Et c’était un triomphe pour moi, que mon discours et mes études vinssent à la connaissance de cet homme. S’il m’approuvait, je redoublais d’ardeur ; sinon, j’étais blessé dans mon cœur plein de vanité et vide de cette constance qui n’est qu’en vous. Et cependant je me plaisais toujours à méditer sur le beau et le convenable, sujet du livre que je lui avais adressé, et mon admiration louait, sans écho, ce monument de ma pensée.

Chapitre XV.

son esprit obscurci par les images sensibles ne pouvait concevoir les substances spirituelles.

24. Mais je ne saisissais pas, dans les merveilles de votre art, le pivot de cette grande vérité, ô Tout-Puissant, « seul auteur de tant de merveilles[1] : » et mon esprit se promenait parmi les formes corporelles, distinguait le beau et le convenable, définissait l’un, ce qui est par soi-même ; l’autre, ce qui a un rapport de proportion avec un objet ; principes que j’établissais sur des exemples sensibles. Et je portais mes pensées sur la nature de l’esprit, et la fausse idée que j’avais des êtres spirituels ne me permettait pas de voir la vérité ; et son éclat même pénétrait mes yeux, et je détournais mon âme éblouie de la réalité incorporelle pour l’attacher aux linéaments, aux couleurs, aux grandeurs palpables.

• DONNÉES D'ENTRÉE:
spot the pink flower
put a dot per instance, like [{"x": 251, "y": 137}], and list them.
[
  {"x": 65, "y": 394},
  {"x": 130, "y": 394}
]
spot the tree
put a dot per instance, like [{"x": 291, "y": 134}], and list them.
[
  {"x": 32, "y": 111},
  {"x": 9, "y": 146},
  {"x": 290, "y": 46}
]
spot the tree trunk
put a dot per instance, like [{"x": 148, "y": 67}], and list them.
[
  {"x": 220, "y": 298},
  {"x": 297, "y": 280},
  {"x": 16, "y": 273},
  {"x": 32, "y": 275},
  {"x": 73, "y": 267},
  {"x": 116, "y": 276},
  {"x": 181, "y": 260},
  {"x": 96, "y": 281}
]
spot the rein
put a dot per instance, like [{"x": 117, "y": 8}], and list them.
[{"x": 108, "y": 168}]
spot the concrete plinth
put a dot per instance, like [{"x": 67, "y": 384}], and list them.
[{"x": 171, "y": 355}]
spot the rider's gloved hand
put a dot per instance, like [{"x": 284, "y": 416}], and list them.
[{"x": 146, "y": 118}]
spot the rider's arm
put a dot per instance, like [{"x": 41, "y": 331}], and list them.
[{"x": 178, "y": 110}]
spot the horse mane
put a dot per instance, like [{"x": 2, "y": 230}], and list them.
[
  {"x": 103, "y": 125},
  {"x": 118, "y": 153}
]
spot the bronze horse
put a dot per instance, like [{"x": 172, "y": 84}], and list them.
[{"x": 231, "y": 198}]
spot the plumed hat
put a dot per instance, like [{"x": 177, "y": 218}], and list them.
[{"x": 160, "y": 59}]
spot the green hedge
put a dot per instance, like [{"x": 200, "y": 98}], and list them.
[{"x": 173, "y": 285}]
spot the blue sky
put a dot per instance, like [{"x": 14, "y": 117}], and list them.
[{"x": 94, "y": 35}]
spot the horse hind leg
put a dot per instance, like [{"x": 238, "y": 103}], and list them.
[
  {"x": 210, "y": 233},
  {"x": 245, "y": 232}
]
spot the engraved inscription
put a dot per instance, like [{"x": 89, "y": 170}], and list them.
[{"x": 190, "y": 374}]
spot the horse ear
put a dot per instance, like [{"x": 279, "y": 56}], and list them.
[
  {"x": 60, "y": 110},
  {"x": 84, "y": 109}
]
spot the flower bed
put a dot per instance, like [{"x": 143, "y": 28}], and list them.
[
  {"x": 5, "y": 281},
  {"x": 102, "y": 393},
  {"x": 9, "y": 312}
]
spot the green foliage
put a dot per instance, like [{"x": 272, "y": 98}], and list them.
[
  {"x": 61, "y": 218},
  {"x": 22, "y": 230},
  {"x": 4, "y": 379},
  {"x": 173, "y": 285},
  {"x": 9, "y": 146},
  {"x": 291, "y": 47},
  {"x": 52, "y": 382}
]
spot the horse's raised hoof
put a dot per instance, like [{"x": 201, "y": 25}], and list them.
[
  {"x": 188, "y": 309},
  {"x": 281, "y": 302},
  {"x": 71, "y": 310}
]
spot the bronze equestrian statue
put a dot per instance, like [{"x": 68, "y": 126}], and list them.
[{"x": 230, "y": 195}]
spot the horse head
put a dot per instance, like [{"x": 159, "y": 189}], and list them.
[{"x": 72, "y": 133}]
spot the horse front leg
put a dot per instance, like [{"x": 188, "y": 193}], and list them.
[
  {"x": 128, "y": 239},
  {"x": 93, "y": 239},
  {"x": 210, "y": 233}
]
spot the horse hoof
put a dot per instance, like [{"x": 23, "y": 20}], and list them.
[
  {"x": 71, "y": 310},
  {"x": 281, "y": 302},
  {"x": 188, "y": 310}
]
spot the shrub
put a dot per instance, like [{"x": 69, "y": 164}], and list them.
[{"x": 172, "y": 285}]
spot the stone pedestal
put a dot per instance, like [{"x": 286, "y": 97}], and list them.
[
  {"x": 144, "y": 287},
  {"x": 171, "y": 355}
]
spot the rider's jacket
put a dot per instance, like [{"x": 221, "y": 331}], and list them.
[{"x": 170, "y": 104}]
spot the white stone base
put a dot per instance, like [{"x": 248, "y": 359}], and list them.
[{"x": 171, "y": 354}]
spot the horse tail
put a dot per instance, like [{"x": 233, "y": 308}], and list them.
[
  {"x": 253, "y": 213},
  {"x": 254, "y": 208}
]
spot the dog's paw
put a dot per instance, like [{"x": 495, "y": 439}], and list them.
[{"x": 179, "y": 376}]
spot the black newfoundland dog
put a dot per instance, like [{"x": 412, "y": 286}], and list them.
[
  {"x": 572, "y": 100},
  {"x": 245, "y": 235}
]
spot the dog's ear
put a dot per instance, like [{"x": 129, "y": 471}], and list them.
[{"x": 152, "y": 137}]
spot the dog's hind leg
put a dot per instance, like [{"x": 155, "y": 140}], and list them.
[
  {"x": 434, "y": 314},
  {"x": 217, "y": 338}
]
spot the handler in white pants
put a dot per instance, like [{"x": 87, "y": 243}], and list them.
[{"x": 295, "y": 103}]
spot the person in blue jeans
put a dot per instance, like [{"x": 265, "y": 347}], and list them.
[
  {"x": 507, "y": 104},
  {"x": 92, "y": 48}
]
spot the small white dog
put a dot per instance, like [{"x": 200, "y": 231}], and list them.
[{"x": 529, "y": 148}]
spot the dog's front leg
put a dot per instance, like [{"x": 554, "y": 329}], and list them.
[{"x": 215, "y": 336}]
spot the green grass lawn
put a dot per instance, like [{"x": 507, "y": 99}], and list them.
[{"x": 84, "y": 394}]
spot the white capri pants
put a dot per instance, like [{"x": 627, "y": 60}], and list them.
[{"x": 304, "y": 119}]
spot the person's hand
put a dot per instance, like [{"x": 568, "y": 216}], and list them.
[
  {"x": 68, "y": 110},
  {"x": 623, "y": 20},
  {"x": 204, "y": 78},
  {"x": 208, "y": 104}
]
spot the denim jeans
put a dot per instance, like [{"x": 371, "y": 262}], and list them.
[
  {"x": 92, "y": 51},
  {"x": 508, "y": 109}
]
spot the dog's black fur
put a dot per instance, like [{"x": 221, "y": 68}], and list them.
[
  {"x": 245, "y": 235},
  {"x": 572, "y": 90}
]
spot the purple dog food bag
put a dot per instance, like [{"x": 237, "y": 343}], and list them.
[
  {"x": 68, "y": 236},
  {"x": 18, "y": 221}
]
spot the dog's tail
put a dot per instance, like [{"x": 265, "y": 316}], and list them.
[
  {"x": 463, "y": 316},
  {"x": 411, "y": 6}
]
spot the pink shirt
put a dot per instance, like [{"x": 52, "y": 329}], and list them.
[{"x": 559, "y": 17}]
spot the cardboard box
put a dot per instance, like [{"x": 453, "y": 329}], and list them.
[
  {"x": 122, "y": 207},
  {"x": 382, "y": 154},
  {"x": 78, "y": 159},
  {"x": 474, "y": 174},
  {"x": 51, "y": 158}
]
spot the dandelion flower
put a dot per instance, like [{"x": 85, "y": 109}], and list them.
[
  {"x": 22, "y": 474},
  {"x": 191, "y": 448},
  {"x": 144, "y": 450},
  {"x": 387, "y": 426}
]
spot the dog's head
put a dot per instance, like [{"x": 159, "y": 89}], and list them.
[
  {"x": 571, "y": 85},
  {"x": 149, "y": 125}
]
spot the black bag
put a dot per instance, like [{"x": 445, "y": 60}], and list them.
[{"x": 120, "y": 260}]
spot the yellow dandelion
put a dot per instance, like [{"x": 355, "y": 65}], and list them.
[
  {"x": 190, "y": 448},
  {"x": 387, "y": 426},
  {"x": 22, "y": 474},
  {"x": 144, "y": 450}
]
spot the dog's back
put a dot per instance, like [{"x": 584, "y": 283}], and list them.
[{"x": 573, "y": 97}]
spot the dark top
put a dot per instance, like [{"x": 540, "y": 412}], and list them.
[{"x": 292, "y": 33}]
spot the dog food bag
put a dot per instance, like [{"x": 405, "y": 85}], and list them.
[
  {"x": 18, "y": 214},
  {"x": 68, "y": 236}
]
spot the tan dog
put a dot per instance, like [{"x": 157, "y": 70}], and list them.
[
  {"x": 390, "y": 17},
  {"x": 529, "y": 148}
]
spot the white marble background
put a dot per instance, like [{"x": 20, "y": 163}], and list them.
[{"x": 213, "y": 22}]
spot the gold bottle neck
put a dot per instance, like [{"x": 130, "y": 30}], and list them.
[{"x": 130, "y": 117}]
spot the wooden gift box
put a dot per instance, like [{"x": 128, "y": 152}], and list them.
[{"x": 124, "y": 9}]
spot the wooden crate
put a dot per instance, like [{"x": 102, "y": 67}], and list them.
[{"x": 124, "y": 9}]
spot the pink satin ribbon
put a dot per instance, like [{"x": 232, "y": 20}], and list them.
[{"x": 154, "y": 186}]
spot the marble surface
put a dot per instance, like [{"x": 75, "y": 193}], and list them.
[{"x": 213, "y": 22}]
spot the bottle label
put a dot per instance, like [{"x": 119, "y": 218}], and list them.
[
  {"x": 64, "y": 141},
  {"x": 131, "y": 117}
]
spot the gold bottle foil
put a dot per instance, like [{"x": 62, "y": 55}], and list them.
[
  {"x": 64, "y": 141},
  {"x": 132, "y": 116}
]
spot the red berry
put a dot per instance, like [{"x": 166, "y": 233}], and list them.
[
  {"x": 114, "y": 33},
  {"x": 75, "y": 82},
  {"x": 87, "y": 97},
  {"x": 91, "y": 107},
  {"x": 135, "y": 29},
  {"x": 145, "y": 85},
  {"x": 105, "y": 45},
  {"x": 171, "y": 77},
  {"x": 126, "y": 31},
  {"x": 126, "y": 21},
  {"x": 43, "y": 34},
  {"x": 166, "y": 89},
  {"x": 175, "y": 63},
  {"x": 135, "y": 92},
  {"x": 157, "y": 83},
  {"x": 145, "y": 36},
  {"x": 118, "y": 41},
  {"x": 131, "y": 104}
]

• OBJECTIFS:
1: Selon l'extrait choisi, qu'est-ce qui empêchait de voir la vérité lorsque la pensée se portait sur la nature de l'esprit ? Répondez en une à trois phrases.
2: Relevez, s'il vous plaît, chaque ligne des données qui contient le mot « rider ».

• CORRIGÉ:
1: C'était la fausse idée des êtres spirituels qui l'en empêchait. L'esprit, obscurci par les images sensibles, ne pouvait concevoir les substances spirituelles, et l'âme éblouie se détournait de la réalité incorporelle pour s'attacher aux linéaments, aux couleurs et aux grandeurs palpables.

2:
spot the rider's gloved hand
spot the rider's arm
spot the rider's jacket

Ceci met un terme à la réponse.